___ EXCERPTED DATA
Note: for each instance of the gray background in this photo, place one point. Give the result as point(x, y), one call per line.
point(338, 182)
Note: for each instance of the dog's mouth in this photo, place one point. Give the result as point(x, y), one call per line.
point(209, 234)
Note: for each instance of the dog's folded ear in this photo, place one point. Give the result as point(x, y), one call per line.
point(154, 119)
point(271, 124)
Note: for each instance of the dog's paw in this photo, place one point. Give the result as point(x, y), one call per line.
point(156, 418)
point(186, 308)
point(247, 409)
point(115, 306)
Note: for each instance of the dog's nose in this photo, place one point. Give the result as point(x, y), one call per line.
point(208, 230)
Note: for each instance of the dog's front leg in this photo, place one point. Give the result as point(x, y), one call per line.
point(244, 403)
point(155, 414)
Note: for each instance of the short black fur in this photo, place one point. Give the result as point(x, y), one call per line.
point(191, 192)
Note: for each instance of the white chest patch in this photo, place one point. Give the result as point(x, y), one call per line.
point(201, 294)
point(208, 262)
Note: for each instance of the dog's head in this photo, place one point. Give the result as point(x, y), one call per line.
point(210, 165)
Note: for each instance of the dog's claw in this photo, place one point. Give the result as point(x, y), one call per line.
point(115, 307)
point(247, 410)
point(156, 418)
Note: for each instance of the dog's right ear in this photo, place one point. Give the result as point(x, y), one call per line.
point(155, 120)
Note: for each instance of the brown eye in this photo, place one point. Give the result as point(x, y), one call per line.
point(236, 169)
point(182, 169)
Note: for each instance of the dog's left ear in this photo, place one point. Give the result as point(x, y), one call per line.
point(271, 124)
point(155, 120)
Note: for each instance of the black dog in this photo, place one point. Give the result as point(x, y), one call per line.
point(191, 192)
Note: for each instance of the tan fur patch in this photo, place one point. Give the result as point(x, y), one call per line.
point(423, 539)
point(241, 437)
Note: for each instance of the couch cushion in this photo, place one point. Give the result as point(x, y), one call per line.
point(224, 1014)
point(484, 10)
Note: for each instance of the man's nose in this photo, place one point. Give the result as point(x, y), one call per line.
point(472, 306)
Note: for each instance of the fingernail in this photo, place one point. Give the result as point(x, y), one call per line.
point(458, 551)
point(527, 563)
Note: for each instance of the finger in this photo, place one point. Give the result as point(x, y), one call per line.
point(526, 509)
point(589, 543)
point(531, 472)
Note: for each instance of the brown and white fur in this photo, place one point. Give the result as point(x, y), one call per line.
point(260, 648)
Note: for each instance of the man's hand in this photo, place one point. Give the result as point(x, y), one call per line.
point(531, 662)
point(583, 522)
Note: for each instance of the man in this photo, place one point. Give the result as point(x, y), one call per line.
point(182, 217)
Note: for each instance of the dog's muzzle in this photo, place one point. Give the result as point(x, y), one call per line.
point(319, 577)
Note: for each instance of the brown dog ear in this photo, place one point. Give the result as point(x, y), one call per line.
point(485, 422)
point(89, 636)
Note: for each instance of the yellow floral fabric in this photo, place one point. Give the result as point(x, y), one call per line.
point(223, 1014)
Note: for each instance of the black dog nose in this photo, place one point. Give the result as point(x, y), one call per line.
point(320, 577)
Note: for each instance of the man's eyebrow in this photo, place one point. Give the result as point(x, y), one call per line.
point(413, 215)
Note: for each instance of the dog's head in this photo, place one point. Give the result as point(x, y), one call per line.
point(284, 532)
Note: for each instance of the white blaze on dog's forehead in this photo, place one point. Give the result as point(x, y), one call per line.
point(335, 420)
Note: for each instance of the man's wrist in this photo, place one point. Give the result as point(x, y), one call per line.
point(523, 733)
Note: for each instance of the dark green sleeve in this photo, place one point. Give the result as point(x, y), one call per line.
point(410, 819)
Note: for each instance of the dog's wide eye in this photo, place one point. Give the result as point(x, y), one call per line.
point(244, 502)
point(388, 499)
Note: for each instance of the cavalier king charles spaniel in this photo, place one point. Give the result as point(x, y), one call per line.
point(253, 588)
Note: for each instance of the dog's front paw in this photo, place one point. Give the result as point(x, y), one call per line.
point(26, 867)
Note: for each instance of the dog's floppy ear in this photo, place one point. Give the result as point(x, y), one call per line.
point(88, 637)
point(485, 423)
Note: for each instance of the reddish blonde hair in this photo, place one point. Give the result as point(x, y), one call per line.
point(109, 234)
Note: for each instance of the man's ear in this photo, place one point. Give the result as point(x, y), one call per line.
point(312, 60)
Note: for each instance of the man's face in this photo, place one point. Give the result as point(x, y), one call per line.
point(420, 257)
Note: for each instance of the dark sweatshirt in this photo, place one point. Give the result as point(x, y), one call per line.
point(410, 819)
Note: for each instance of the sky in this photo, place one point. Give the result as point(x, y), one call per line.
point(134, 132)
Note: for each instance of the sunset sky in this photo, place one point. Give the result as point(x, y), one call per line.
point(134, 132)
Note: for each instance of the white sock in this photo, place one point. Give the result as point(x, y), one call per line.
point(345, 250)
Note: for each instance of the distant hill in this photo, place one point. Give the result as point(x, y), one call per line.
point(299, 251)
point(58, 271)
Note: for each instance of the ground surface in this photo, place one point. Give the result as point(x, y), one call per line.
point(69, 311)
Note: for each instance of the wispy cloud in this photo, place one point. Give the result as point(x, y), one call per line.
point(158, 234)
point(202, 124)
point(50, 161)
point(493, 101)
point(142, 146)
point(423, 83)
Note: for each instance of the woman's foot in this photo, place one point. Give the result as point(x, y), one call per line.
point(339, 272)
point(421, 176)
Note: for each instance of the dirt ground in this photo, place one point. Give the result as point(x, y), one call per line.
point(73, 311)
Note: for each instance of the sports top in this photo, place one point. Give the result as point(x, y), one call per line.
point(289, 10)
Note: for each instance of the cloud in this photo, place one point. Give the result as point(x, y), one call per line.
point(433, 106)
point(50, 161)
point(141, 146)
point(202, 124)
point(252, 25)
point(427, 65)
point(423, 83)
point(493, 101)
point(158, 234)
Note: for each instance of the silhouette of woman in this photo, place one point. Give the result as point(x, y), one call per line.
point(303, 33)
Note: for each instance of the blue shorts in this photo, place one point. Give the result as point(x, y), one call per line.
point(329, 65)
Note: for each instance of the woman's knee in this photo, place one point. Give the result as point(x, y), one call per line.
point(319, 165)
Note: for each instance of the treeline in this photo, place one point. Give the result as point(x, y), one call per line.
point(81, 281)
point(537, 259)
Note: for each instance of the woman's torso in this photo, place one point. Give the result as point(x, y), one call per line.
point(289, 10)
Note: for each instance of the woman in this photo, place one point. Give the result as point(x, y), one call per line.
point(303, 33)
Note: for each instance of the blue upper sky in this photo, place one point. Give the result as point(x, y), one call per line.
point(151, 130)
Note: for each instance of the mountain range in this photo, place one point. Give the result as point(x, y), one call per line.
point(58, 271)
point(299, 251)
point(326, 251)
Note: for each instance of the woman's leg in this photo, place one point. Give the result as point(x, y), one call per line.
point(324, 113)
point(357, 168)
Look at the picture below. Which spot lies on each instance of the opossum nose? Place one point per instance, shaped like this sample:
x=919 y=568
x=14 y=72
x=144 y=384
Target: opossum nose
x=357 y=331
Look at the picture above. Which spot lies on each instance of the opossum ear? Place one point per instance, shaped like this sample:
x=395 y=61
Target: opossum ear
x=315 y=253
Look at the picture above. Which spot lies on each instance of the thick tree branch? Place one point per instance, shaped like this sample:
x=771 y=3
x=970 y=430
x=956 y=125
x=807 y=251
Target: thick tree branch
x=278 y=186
______
TASK DIRECTIONS:
For the records above, state the number of lines that contain "picture", and provide nothing further.

REPLY:
3